-- BEGIN Passage provided --
As we begin to examine the biblical concept of the kingdom of God, we shall see time and again that it heralds a world marked by two primary attributes: (1) equity and justice for all human beings, especially the poor, the marginalized, and the dispossessed, and (2) a world governed by peace and goodwill for all human beings. (p. 32)

The biblical vision of the kingdom of God is a subversive and countercultural vision, standing in radical opposition to empires, kingdoms, and nations that build their wealth and power on the backs of the poor and maintain their standing in the world through violence, war, injustice, and oppression. (p. 32f)

The Hebrew prophets consistently portrayed the kingdom of God as a radical alternative to politics as usual— to peace and prosperity maintained through war, violence, and oppression. For the most part, they portrayed the kingdom of God as an alternative to conventional politics within their own nation. (p. 48)

At the beginning of Israel’s kingdom, Samuel warned the people that “having a king like all the other nations” would introduce values and practices contrary to the rule of God over them as a people.
-- END Passage provided --
-- BEGIN Dataset excerpts --
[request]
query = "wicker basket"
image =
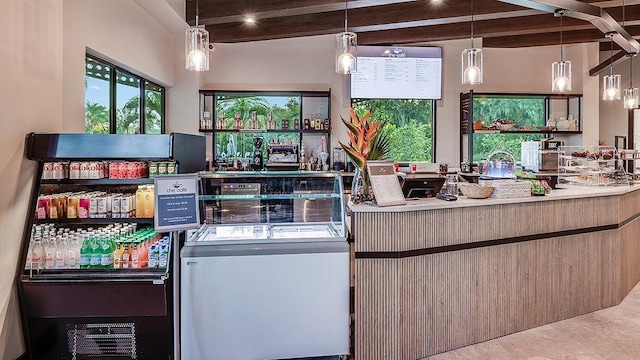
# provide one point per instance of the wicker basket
(508, 188)
(475, 191)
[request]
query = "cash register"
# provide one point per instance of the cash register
(421, 179)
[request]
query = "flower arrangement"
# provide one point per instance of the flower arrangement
(366, 142)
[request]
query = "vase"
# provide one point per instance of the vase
(360, 187)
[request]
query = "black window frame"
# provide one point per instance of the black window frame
(114, 70)
(434, 116)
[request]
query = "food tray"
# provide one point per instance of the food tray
(505, 189)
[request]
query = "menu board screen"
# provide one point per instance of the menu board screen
(398, 73)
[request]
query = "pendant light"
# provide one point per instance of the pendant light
(472, 61)
(346, 49)
(630, 97)
(561, 70)
(197, 47)
(611, 83)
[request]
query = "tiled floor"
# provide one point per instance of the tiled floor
(611, 334)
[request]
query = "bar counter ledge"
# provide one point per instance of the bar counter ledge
(432, 276)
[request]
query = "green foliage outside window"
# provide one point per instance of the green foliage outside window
(280, 107)
(98, 92)
(409, 124)
(524, 110)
-- END Dataset excerpts --
### [Directions for this task]
Continue the passage on the biblical kingdom of God from where it stops.

### [Reply to the task]
So Samuel told all the words of the Lord to the people who were asking for a king from him. He said, “These will be the ways of the king who will reign over you: he will take your sons and appoint them to his chariots and to be his horsemen and to run before his chariots. And he will appoint for himself commanders of thousands and commanders of fifties, and some to plow his ground and to reap his harvest, and to make his implements of war and the equipment of his chariots. He will take your daughters to be perfumers and cooks and bakers. He will take the best of your fields and vineyards and olive orchards and give them to his servants. He will take the tenth of your grain and of your vineyards and give it to his officers and to his servants. He will take your male servants and female servants and the best of your young men and your donkeys, and put them to his work. He will take the tenth of your flocks, and you shall be his slaves. And in that day you will cry out because of your king, whom you have chosen for yourselves, but the Lord will not answer you in that day.” (1Sam. 8:10-18, ESV)

As Walter Brueggemann wrote about what developed under David and Solomon, “While the shift had no doubt begun and been encouraged by David, . . . the entire program of Solomon now appears to have been a self-serving achievement with its sole purpose the self-securing of king and dynasty.” Even the most benevolent of human governments must ultimately rule out of self-interest and by means of power and coercion.

In a section entitled, “The Kingdom of God in Scripture and Its Meaning for the United States,” Richard Hughes ends his biblical survey by taking us to the book of Revelation and suggesting that “its central theme simply extends and elaborates a motif that dominates the entire [Bible]— the struggle between empire and the kingdom of God, waged on behalf of the poor and oppressed of every nation and every age.”

He focuses on William Stringfellow’s interpretation of Revelation. Stringfellow was a most interesting fellow. He came through the liberal, social gospel tradition and was an activist with regard to civil rights and the Viet Nam War. But he was devoted to scripture as his source of truth and, to some, almost a fundamentalist when it came to his insistence that Christians must find their teachings and values in a plain sense reading and thoughtful application of the Bible. And he believed that Revelation was a thoroughly political book, written to describe the struggle between God’s Kingdom and the kingdoms of this world.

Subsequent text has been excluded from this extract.